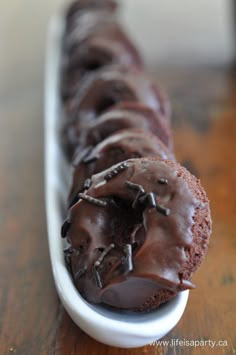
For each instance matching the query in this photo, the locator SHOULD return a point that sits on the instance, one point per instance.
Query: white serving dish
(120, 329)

= = =

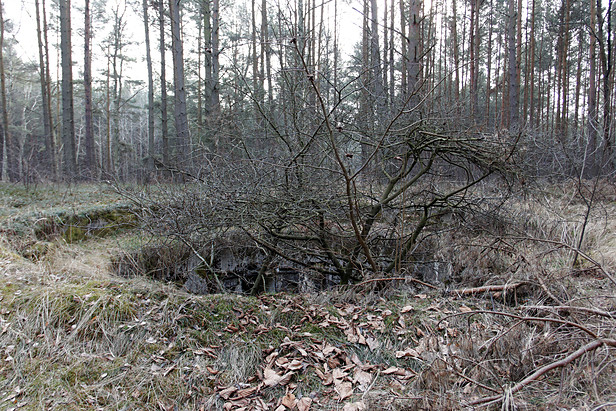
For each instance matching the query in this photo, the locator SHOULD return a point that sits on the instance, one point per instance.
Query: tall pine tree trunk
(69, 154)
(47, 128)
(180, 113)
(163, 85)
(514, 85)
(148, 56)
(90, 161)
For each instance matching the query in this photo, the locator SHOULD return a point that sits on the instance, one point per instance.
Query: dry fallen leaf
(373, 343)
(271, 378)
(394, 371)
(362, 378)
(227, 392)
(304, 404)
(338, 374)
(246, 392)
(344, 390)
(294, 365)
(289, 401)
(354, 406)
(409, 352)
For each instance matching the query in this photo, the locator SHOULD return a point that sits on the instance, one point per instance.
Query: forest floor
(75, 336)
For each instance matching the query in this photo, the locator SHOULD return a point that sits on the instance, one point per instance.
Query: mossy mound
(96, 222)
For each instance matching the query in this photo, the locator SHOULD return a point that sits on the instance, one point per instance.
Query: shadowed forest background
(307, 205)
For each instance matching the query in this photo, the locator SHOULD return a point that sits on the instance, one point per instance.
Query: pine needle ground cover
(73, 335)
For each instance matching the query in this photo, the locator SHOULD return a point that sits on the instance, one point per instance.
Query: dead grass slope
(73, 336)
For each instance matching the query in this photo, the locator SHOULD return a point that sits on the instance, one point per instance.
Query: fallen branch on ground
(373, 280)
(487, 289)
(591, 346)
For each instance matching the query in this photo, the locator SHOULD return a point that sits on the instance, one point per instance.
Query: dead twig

= = =

• [練習問題]:
上の項目から「forest」という語を含む行をすべて探し、書き写してください。大文字と小文字は区別します。

• [問題の解答]:
Query: forest floor
Query: shadowed forest background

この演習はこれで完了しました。